| TASK DIRECTIONS |
Could you copy every row below word for word, leaving the pictures out?

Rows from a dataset
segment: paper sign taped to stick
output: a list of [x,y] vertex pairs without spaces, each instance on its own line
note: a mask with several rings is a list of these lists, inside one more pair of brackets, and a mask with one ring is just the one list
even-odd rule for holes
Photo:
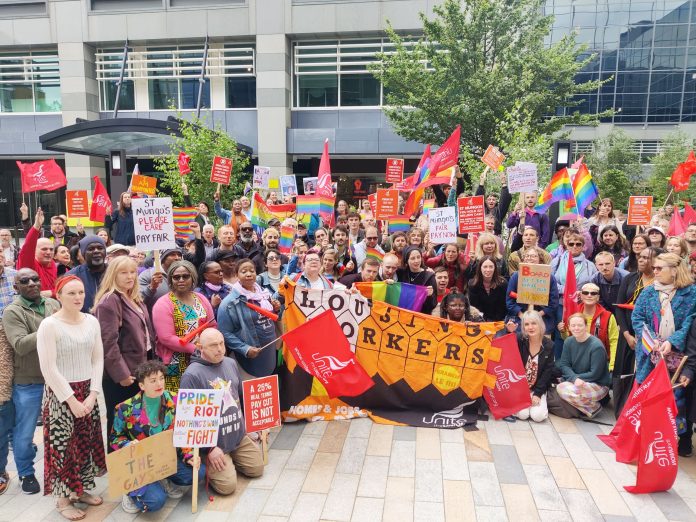
[[121,495],[152,484],[176,473],[176,450],[172,430],[166,430],[109,453],[109,497]]
[[399,213],[399,191],[377,190],[377,219],[389,219]]
[[[435,209],[430,210],[432,212]],[[459,212],[459,233],[483,232],[486,229],[486,211],[483,196],[471,196],[457,199]]]
[[176,248],[172,198],[134,198],[131,206],[139,250]]
[[652,218],[652,196],[630,196],[628,198],[628,224],[649,225]]
[[269,375],[242,383],[244,424],[247,433],[280,426],[278,376]]
[[270,188],[268,183],[271,179],[271,168],[270,167],[260,167],[254,165],[254,177],[252,180],[252,187],[256,189],[267,189]]
[[[210,448],[217,444],[224,389],[184,390],[177,394],[175,448]],[[234,401],[230,397],[230,400]]]
[[503,161],[505,161],[505,155],[498,150],[498,147],[489,145],[486,152],[483,154],[481,161],[483,161],[493,170],[498,170],[503,164]]
[[534,192],[539,188],[536,163],[518,161],[507,169],[510,194]]
[[131,178],[131,193],[154,196],[157,194],[157,178],[133,174]]
[[404,179],[404,160],[398,158],[387,158],[387,173],[385,176],[387,183],[401,183]]
[[428,212],[430,242],[436,245],[457,241],[457,218],[454,207],[432,208]]
[[213,158],[213,168],[210,169],[210,181],[212,183],[220,183],[221,185],[229,185],[231,176],[232,160],[222,156],[215,156]]
[[86,190],[66,190],[68,200],[68,217],[89,217],[89,201]]
[[551,289],[551,266],[520,264],[517,282],[517,302],[548,306]]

| FINAL RESULT |
segment: paper sign taped to stick
output: a list of [x,y] vertex pairs without spaces, each instance on its own line
note: a mask with several rings is a list of these lists, inside one more pair of brackets, and a mask with one ring is just the one list
even-odd rule for holes
Photo:
[[121,495],[152,484],[176,473],[176,450],[172,430],[166,430],[109,453],[109,497]]
[[399,213],[399,191],[377,190],[377,219],[389,219]]
[[[435,209],[430,210],[432,212]],[[459,212],[459,233],[483,232],[486,229],[486,211],[483,196],[471,196],[457,199]]]
[[176,248],[172,198],[134,198],[131,206],[139,250]]
[[652,218],[652,196],[630,196],[628,198],[628,224],[649,225]]
[[269,375],[242,383],[244,424],[247,433],[280,426],[278,376]]
[[270,188],[268,183],[271,179],[271,168],[270,167],[260,167],[254,165],[254,177],[252,180],[252,187],[256,189],[267,189]]
[[[210,448],[217,444],[224,389],[184,390],[177,394],[175,448]],[[234,401],[230,397],[230,400]]]
[[503,161],[505,161],[505,155],[498,150],[498,147],[489,145],[486,152],[483,154],[481,161],[483,161],[493,170],[498,170],[503,164]]
[[534,192],[539,188],[536,163],[518,161],[507,169],[510,194]]
[[131,178],[131,193],[154,196],[157,194],[157,178],[133,174]]
[[404,179],[404,160],[398,158],[387,158],[387,173],[385,176],[387,183],[401,183]]
[[428,212],[430,242],[436,245],[457,241],[457,218],[454,207],[432,208]]
[[213,158],[213,168],[210,169],[210,181],[212,183],[220,183],[221,185],[229,185],[231,176],[232,160],[222,156],[215,156]]
[[86,190],[66,190],[68,200],[68,217],[89,217],[89,201]]
[[551,289],[551,266],[520,264],[517,282],[517,302],[548,306]]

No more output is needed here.